**LISTED ENTRIES:**
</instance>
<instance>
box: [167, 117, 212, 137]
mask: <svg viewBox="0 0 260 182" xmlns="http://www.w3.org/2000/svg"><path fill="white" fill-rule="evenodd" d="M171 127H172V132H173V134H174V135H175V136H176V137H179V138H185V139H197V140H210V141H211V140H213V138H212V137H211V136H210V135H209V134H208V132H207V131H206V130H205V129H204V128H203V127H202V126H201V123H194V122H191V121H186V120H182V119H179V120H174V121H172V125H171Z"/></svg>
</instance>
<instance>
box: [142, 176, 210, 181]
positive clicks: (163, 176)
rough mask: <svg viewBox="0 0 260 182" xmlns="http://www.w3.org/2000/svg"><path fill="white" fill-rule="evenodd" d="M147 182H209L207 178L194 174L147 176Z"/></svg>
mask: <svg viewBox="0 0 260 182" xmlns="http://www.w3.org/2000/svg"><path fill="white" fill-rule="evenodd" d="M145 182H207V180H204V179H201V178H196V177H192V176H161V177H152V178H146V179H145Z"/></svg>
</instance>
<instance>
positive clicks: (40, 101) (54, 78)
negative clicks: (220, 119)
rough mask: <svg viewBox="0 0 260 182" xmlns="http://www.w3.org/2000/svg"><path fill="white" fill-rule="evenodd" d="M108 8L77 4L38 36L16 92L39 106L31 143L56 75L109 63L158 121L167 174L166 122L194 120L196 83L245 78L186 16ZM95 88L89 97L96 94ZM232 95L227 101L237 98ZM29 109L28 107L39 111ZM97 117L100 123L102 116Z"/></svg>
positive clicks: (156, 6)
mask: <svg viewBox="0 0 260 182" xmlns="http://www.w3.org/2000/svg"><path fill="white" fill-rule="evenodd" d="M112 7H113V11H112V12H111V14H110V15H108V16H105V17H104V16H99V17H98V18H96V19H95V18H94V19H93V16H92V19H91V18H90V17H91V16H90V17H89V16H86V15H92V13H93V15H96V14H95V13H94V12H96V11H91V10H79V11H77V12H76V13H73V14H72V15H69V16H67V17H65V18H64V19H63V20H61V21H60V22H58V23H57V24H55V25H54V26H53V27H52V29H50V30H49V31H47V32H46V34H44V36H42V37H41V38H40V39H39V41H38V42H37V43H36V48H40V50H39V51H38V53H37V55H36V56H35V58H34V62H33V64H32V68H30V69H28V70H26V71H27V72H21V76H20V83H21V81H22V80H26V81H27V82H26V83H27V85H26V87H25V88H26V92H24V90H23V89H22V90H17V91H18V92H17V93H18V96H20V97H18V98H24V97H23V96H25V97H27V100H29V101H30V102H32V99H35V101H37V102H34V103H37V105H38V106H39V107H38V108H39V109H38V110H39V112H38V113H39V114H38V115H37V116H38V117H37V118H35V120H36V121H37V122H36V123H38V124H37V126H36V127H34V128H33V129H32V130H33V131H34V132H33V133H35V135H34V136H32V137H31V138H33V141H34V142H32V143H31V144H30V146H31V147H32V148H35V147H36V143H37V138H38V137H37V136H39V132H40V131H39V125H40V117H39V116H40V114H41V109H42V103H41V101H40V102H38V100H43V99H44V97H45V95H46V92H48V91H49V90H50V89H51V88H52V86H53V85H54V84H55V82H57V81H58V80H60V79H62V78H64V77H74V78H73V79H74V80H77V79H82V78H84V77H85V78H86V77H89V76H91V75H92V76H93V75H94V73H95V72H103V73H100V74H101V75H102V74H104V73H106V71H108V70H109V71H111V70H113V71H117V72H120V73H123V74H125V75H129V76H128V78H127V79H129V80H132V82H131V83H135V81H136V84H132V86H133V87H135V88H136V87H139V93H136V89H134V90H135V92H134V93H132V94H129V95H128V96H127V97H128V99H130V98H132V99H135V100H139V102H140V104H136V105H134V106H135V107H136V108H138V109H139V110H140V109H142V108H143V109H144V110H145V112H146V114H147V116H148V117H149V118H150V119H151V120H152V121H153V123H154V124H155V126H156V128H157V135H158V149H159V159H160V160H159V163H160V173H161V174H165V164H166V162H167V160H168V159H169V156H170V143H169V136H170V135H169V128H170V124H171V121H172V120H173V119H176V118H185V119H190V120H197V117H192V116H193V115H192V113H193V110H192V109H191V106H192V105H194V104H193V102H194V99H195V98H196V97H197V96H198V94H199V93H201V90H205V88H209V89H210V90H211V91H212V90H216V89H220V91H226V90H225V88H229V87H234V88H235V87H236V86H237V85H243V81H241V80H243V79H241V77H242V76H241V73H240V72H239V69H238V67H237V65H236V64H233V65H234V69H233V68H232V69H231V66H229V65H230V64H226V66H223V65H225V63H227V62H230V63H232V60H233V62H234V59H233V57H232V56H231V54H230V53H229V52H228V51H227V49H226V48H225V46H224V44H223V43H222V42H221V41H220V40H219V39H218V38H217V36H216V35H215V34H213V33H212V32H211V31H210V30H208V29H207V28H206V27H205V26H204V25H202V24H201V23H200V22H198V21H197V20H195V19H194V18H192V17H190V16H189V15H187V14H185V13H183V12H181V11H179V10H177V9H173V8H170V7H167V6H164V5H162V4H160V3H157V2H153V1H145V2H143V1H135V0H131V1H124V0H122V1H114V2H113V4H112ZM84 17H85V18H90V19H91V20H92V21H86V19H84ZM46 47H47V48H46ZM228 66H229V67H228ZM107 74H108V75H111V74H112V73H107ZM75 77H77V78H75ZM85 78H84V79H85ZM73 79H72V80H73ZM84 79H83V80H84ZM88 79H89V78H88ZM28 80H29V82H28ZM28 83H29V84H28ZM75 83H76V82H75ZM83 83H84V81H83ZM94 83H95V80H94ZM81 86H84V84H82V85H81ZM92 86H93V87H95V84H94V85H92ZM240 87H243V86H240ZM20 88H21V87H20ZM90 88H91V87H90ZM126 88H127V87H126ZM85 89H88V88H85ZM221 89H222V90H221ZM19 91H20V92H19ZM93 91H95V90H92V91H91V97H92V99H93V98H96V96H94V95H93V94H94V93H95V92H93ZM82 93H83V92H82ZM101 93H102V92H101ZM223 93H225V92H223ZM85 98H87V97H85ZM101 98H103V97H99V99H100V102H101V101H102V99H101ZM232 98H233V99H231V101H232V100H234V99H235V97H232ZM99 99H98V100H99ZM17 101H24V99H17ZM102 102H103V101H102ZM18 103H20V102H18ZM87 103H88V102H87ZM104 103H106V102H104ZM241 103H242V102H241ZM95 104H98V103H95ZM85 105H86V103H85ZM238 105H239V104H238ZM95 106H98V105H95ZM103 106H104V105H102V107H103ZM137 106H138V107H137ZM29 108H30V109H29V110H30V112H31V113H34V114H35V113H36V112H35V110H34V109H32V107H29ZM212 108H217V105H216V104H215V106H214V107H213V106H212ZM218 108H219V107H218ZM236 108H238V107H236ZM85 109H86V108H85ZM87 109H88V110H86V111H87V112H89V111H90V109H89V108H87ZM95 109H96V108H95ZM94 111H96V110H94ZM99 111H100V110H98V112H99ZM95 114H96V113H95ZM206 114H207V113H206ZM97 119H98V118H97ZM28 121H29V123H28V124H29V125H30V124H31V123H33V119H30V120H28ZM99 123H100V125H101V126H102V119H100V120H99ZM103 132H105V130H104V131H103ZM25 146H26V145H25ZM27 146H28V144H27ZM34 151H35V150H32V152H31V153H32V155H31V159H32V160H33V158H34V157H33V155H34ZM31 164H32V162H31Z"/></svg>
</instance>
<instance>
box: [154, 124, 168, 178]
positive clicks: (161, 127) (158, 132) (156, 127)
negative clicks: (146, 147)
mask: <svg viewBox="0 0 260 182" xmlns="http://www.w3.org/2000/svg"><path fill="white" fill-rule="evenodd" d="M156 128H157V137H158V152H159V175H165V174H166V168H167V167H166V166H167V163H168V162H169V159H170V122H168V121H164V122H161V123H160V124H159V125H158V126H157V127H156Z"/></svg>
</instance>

**WHAT NEEDS TO BE DONE:**
Output the line bearing "box: [154, 124, 168, 178]" along with all the lines after it through the end of the entries, exactly, and no other lines.

**TASK OUTPUT:**
box: [154, 124, 168, 178]
positive clicks: (161, 127) (158, 132) (156, 127)
negative clicks: (146, 147)
mask: <svg viewBox="0 0 260 182" xmlns="http://www.w3.org/2000/svg"><path fill="white" fill-rule="evenodd" d="M156 128H157V137H158V152H159V175H165V174H166V168H167V167H166V166H167V163H168V162H169V159H170V122H168V121H164V122H161V123H160V124H159V125H158V126H157V127H156Z"/></svg>
</instance>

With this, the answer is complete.